=== Page text ===

━━━━━━━━━━━━━━━━

As far as him nipping at your own feet as a cue to go potty, I wonder if there’s a way to replace that cue. Maybe someone can suggest a way to actively train that. Mine did it, too, when he needed to poop, but he doesn’t anymore, and I don’t know what changed. I did bell training, which turned out kind of funny. The bell was too heavy, and I meant to replace it but I never got around to it. We still rang it ourselves every time we took him out. Eventually he started sitting by the bell, even though he can’t ring it. I didn’t start bell training until he was already reliable though, and a big piece of him being reliable with poop was adjusting his diet. Maybe you could try taking him out earlier before he gives you his cue and training some kind of cue at that interval, then back off until he gives you his cue and use the replacement then. Not sure about that!

Mine was a finicky about poop but it’s gotten so much better. If there is a car next door I don’t even bother, I know it will take forever because he’ll just watch. He’ll still pee so I let him go and then take him back out in 5 minutes. Then I carry him to a spot and tell him to go potty and put him down. If he doesn’t start sniffing I pick him up and do it again. He rarely needs that second prompt, but sometimes he remembers someone was outside a few minutes ago, or that it’s almost time for the kids to get home so he’ll start watching for them. It’s just too cold outside for me to wait around for him to poop, I’m way too impatient! I do think some of it is age. He’s 2 now and he still gets distracted but it’s not anywhere near as intense and hyper. So keep pushing through!


----------



## Melissa Woods (Feb 21, 2019)

EvaE1izabeth said:


> Okay so the sock thing- mine will completely pull off my kids socks and he "conquers" them like they're a toy, all to initiate play. I gave up on that one because he doesn't do it with me, and he uses incredible bite inhibition when he grabs their socks when they're on their feet. It drives my kids crazy when they're putting their socks and shoes on for school, but they also sit there and giggle half the time, and stick their feet with socks on them in his face at other times to get him to play because they think it's funny. I have decided this is a kid training issue, not a dog training issue, and if and when they get sick of it then they're going to have to help solve the problem. I started treating shutting gates the same way and I feel your pain. It's more work to get my kids to clean up a puppy shredding mess than to clean it up myself sometimes, but it took a few times of cleaning up those messes before they remembered to shut the gates and doors. I'm also mean and I've been known to have them come all the way back downstairs just to shut the gate
> 
> 
> 
> ...

━━━━━━━━━━━━━━━━

=== What to work on ===
a - According to the dog-training forum thread, what was a big piece of the first writer's dog becoming reliable with poop?
b - Write a continuation of the dog-training forum thread, starting after the point where it stops.
The records come from a source unrelated to the dog-training forum thread.

━━━━━━━━━━━━━━━━

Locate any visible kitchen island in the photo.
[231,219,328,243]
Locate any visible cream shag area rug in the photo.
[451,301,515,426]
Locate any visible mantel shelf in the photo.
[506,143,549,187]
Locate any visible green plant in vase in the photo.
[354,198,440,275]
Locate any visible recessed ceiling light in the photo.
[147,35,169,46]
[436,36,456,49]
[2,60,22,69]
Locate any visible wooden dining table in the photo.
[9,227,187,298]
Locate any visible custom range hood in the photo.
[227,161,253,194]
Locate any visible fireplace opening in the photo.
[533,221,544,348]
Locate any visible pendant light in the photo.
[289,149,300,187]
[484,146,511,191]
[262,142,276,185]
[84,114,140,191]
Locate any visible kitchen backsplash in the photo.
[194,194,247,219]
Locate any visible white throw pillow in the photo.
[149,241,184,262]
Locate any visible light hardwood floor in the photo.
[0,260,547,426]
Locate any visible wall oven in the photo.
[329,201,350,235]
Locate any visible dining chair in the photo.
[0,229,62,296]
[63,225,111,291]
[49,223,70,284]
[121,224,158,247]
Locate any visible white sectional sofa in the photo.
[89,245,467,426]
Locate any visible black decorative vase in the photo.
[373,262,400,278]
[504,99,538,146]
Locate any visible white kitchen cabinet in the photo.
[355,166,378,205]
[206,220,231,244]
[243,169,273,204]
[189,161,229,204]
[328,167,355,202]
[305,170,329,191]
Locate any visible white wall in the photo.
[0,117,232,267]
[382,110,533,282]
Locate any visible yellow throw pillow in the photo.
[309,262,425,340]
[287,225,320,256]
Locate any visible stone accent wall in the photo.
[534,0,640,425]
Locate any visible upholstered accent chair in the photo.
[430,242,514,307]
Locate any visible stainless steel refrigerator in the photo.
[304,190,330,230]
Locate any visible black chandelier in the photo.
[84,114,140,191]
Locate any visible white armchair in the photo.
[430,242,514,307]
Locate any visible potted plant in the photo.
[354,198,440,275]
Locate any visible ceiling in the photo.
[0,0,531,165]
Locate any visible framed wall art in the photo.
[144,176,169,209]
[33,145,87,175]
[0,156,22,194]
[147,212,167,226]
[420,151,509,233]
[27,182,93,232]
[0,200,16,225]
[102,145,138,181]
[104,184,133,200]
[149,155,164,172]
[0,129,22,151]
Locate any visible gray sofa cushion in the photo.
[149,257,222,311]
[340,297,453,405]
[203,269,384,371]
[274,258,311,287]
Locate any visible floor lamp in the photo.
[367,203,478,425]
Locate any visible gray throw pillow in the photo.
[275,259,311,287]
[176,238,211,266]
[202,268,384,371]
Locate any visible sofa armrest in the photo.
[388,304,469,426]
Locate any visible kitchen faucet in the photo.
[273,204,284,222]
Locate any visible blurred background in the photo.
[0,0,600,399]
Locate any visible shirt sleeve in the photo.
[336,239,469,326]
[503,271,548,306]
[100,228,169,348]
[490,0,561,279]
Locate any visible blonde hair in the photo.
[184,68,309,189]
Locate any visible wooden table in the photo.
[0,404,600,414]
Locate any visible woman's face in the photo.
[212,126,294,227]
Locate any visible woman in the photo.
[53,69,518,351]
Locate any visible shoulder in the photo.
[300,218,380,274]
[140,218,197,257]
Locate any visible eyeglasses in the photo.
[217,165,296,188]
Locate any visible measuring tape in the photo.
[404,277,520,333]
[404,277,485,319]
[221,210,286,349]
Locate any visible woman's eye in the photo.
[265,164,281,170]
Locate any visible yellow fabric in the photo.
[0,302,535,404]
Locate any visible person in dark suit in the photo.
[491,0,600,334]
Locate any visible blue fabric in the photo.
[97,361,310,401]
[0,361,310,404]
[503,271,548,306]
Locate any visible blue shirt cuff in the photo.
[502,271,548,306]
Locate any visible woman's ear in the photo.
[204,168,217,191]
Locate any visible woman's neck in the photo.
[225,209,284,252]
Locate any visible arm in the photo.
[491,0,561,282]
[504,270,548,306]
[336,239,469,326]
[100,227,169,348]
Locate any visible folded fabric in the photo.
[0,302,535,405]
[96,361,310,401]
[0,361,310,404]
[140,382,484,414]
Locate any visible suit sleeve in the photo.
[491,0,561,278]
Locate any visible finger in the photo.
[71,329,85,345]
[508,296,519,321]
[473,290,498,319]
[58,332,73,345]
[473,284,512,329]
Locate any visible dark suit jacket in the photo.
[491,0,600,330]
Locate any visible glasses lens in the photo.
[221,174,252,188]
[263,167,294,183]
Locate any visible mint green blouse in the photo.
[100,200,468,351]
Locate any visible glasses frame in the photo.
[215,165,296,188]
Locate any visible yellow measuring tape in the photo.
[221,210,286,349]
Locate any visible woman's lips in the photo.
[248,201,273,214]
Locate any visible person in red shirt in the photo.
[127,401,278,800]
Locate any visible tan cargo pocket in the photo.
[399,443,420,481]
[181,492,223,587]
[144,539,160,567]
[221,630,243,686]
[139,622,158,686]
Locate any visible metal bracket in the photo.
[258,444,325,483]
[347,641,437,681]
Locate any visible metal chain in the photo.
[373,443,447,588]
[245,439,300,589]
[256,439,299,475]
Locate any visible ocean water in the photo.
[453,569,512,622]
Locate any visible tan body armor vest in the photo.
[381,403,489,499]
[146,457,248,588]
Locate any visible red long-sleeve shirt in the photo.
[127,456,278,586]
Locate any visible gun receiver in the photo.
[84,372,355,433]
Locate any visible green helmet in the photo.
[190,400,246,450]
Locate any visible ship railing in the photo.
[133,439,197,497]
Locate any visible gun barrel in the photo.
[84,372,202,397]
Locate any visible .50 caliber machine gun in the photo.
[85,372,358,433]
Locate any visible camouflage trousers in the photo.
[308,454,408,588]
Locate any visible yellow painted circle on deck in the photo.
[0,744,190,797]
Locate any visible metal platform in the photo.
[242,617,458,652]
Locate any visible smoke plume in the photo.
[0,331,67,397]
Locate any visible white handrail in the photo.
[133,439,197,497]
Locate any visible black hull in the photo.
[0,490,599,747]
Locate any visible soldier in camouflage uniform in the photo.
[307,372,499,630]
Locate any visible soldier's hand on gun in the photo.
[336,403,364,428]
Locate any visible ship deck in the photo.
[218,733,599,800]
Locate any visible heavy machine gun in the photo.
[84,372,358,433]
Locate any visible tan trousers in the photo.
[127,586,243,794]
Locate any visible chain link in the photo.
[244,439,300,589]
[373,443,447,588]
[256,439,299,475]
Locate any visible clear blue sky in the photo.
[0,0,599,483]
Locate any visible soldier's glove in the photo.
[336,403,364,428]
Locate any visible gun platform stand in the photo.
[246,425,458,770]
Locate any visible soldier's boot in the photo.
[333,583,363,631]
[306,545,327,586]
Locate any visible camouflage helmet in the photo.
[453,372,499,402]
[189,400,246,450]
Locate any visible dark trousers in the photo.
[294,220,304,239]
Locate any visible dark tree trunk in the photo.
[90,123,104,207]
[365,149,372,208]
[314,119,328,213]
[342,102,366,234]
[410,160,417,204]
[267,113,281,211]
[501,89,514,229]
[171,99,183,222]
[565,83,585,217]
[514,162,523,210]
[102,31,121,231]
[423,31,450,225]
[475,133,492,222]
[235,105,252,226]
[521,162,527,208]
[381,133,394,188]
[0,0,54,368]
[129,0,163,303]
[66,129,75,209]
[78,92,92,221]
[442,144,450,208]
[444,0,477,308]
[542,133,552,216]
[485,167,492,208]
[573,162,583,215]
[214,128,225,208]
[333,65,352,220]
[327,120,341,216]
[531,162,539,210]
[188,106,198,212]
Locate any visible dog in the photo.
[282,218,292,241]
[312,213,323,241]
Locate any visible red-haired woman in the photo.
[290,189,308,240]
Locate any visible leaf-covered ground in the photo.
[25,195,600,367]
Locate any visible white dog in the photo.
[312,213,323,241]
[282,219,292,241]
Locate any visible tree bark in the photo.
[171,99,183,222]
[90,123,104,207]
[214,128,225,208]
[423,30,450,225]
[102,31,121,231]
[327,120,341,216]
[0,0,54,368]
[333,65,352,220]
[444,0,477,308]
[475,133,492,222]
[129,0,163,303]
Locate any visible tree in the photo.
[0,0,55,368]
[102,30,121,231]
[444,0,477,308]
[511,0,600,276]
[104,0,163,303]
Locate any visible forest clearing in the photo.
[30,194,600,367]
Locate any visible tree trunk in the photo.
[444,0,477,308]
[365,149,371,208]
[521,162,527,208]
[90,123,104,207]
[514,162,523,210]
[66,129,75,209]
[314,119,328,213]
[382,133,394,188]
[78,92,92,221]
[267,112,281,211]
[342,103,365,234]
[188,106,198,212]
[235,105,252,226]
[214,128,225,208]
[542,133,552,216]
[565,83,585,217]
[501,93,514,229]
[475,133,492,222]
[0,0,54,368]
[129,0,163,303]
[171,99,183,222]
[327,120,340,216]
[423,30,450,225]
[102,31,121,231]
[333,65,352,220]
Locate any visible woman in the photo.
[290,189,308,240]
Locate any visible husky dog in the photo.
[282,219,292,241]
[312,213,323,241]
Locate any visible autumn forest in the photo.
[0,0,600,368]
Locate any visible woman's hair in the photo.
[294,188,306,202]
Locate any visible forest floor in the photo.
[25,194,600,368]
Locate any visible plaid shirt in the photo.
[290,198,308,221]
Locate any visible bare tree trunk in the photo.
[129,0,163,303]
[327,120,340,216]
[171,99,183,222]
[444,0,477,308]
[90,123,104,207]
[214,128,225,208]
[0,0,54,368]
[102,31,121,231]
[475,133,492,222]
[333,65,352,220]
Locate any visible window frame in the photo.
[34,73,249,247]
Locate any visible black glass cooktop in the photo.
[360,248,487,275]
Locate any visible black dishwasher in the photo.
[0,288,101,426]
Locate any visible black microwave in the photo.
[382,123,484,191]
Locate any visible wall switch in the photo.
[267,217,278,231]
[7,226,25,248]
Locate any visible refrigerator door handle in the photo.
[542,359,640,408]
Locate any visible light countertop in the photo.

━━━━━━━━━━━━━━━━

=== Response list ===
a - Adjusting his diet.

b -
Thanks Elizabeth. All of this I can relate to. I think having kids can be both a help and hindrance in training! Lol


----------



## krandall (Jun 11, 2009)

Melissa Woods said:


> Thanks Elizabeth. All of this I can relate to. I think having kids can be both a help and hindrance in training! Lol


Husbands too. LOL!


----------



## Cassandra (Dec 29, 2015)

Cassie at four still likes to put forbidden things in her mouth.

Step on trash cans definitely necessary. Toilet paper a constant issue. Normally, it is kept on bathroom sink rather than on the toilet paper holder. When we have guests, I put it on the holder and about half the time, she checks, finds it and unrolls it..fortunately, she makes alot of noise doing it so gets caught. I can’t train her to leave it so prevention is the only solution.

Nipping stopped long ago but during puppy stage, it had to be trained away with time outs, ignoring etc.


----------



## nwhavmom (Feb 2, 2019)

My Teddy is also 11 months. I hope it gives you comfort to know that we are living mirror lives


----------



## Mikki (May 6, 2018)

Hadn't thought about getting trashcans will lids and a peddle. Thanks for the idea. Right now I'm keeping my bathroom trashcans in the bathtub and my dog is 21 months old.:| She's been known to jump into the bathtub for a Look See.

Patti is an expert at the game of* Drop It for a Treat*. When we can - we ignore her - when she picks up a shoe, sock or something else we don't want her to have. Just encourages her more to steal things for a Treat. Grrrrr! >


----------



## aroq (Dec 14, 2018)

*Husbands...*



krandall said:


> Husbands too. LOL!


Believe me, @EvaE1izabeth knows how teenager-like a husband can be.... I am a serial gate offender...


----------



## havazoey (May 15, 2019)

These Havanese are special little creatures. My Zoey is 11 months old and is doing the exact same things. I keep my toilet paper on the tank, my garbage in the bathtub. She also watches my husband carefully to steal whatever he leaves out like newspapers, coats and pants with Kleenex in pockets, slippers ,socks, pens and drops whatever she gets at my feet waiting for her trade treat. Senior husbands are as frustrating as kids at not shutting doors and gates and putting things away.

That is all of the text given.